Challenge
Find the line containing "[tag] house roof (a point for each instance)". Reproduce it and every line after it up to the end of the records, exactly as written.

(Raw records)
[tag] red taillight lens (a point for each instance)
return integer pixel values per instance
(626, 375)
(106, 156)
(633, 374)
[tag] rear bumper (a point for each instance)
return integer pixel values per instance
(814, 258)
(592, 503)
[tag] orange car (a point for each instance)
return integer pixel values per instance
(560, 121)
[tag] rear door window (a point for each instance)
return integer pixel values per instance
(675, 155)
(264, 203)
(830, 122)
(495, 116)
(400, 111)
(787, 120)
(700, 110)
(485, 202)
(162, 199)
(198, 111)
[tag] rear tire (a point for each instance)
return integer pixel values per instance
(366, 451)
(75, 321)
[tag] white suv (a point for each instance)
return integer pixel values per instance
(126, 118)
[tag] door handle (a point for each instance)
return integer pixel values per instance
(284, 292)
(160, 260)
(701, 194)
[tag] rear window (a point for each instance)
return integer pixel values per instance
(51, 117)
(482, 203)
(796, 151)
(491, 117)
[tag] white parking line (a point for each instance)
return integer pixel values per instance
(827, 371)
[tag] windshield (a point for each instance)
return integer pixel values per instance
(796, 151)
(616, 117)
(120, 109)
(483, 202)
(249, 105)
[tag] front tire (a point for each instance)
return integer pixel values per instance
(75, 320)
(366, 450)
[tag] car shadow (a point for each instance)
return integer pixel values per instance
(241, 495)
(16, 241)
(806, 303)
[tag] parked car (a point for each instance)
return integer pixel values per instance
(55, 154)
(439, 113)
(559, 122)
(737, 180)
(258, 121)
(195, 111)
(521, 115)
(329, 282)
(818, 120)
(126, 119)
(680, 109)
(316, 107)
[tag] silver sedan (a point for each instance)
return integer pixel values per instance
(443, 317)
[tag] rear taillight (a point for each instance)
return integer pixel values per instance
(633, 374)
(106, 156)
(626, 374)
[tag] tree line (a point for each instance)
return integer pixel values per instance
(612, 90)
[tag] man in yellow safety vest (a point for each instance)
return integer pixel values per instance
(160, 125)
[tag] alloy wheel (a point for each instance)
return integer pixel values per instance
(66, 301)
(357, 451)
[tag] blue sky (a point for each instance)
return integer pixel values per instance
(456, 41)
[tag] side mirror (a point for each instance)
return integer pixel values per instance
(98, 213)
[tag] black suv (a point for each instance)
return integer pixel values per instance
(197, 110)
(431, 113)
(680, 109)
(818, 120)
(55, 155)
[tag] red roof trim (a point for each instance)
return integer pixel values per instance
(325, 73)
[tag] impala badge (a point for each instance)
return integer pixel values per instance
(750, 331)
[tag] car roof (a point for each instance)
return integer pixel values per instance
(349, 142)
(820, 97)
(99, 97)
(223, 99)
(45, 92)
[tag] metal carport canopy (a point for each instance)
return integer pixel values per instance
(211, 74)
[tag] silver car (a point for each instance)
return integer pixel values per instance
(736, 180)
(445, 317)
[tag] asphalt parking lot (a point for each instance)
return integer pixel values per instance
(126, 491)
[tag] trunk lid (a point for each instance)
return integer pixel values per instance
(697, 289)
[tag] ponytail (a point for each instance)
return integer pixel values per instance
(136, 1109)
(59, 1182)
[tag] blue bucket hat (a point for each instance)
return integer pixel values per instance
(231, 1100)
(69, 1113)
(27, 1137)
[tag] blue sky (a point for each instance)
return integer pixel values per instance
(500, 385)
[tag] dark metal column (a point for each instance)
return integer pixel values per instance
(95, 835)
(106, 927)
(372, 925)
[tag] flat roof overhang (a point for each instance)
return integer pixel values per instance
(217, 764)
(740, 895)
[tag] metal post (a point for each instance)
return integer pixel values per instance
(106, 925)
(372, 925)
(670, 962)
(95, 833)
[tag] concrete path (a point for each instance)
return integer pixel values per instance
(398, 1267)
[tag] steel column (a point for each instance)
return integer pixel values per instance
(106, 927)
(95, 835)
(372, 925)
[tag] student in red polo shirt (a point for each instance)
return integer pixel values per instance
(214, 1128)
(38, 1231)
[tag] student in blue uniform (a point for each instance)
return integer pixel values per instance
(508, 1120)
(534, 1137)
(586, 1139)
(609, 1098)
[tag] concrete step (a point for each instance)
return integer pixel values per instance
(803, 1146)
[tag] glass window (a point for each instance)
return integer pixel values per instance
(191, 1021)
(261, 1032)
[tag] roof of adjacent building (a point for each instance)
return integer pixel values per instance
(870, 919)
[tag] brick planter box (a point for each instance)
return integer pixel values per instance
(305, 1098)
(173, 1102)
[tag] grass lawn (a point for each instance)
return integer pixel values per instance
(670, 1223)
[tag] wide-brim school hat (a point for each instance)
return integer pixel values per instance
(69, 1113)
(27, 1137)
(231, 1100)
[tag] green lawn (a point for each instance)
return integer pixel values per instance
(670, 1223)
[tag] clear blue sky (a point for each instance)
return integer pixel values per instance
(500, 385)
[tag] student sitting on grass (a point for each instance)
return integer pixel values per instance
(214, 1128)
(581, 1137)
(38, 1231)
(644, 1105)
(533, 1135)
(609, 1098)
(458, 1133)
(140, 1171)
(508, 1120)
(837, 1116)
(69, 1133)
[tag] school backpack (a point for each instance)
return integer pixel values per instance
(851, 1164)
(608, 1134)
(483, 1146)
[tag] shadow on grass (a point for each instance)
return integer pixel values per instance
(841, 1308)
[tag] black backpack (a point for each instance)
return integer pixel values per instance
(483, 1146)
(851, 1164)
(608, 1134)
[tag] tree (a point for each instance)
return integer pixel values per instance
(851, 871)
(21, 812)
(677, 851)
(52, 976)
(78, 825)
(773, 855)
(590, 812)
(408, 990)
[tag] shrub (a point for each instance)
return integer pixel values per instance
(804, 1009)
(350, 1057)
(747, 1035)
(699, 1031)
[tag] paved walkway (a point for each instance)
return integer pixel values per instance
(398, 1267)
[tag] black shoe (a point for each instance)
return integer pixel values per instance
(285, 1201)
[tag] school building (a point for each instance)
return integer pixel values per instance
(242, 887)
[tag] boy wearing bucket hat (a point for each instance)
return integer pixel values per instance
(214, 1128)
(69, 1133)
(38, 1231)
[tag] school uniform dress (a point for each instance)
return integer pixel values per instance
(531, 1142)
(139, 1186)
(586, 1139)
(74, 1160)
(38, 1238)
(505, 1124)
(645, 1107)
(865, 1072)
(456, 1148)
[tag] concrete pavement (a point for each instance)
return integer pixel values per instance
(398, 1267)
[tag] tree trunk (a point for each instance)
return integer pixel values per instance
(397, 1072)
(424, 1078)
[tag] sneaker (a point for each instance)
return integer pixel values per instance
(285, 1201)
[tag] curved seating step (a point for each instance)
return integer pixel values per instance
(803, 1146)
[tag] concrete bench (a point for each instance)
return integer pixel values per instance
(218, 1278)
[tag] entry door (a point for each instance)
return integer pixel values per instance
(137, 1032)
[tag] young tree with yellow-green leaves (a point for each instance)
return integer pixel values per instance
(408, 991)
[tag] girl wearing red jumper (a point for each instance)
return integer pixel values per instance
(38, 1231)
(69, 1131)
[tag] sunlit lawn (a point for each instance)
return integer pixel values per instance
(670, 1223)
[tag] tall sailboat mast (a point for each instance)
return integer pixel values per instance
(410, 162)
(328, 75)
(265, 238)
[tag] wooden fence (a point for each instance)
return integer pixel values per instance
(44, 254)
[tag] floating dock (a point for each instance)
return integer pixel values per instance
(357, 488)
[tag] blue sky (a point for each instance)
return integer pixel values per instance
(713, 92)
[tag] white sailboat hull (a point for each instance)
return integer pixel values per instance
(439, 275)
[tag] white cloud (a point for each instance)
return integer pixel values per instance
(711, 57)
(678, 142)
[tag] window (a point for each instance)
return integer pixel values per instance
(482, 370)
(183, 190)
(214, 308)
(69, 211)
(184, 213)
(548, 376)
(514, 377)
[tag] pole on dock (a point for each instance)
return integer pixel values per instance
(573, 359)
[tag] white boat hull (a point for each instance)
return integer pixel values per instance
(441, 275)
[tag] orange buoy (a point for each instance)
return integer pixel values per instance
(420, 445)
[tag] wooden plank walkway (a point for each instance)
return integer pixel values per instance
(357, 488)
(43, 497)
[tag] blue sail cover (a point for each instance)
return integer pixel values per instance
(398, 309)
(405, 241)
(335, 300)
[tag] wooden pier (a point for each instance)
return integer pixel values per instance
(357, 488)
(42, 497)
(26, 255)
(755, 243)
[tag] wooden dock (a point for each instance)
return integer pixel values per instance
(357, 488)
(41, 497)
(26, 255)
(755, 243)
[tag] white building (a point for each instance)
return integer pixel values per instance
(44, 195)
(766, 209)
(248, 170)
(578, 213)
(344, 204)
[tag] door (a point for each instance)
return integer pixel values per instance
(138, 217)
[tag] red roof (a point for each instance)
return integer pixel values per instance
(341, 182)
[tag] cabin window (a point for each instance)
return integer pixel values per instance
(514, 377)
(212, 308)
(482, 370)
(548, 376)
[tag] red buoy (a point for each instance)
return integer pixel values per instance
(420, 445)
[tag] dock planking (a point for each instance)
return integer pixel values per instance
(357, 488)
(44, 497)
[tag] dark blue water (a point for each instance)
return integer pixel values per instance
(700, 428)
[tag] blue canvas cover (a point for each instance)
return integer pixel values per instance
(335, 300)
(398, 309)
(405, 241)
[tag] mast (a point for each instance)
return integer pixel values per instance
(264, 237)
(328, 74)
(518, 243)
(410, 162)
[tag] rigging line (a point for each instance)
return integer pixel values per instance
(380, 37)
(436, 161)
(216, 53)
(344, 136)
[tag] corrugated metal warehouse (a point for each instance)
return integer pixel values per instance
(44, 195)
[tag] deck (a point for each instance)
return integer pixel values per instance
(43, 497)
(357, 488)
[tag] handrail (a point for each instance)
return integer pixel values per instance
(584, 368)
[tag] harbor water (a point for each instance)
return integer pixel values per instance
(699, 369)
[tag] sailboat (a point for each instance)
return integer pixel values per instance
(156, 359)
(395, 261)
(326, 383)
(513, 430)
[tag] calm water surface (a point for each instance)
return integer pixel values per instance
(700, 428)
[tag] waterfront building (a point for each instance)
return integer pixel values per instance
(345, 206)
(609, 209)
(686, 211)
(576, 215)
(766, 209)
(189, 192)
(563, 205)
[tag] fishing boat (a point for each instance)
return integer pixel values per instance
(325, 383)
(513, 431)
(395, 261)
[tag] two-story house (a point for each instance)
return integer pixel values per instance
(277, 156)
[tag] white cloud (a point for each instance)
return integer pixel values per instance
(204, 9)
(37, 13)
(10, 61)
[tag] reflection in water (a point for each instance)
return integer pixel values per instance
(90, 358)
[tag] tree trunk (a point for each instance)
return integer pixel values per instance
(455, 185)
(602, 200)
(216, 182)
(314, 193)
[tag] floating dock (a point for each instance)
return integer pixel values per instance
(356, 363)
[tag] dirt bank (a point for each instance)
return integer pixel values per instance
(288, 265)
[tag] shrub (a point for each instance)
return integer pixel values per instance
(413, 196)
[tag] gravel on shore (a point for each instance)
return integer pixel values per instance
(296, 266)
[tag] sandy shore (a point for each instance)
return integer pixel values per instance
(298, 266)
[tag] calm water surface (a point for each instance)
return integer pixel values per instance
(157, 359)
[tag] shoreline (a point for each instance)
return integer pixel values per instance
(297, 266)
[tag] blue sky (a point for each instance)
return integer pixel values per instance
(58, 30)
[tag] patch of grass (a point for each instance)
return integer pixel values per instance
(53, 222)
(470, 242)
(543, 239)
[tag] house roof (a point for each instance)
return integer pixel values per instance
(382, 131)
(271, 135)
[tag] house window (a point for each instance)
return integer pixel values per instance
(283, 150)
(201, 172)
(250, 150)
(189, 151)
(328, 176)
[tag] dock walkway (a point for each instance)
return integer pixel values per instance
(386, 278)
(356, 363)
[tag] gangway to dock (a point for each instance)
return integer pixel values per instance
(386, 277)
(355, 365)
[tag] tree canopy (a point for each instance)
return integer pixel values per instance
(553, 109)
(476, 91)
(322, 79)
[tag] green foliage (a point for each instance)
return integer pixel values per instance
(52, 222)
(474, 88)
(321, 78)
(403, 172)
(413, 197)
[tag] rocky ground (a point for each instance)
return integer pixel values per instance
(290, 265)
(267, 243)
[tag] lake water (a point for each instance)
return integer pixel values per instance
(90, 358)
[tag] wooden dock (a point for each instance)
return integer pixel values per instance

Answer to this task
[tag] house roof (a point for each instance)
return integer pixel values per instance
(382, 131)
(271, 135)
[tag] house window (a point for each instance)
return integer pixel values per instance
(283, 150)
(201, 172)
(250, 150)
(189, 151)
(328, 176)
[tag] dock walkway (a point for each instance)
return integer pixel values per instance
(386, 278)
(356, 363)
[tag] gangway to dock (a point for each instance)
return integer pixel values per instance
(386, 277)
(355, 365)
[tag] tree canopy (a point for each instance)
return integer pixel values per instance
(553, 109)
(476, 91)
(322, 79)
[tag] green foliage (a point for each instance)
return integer pixel values per instance
(52, 222)
(474, 88)
(321, 78)
(403, 172)
(413, 197)
[tag] rocky ground (a point for each instance)
return integer pixel values per instance
(290, 265)
(267, 243)
[tag] lake water (a point for each instance)
return integer pixel values per instance
(90, 358)
[tag] wooden dock (a point for each instance)
return integer pixel values per instance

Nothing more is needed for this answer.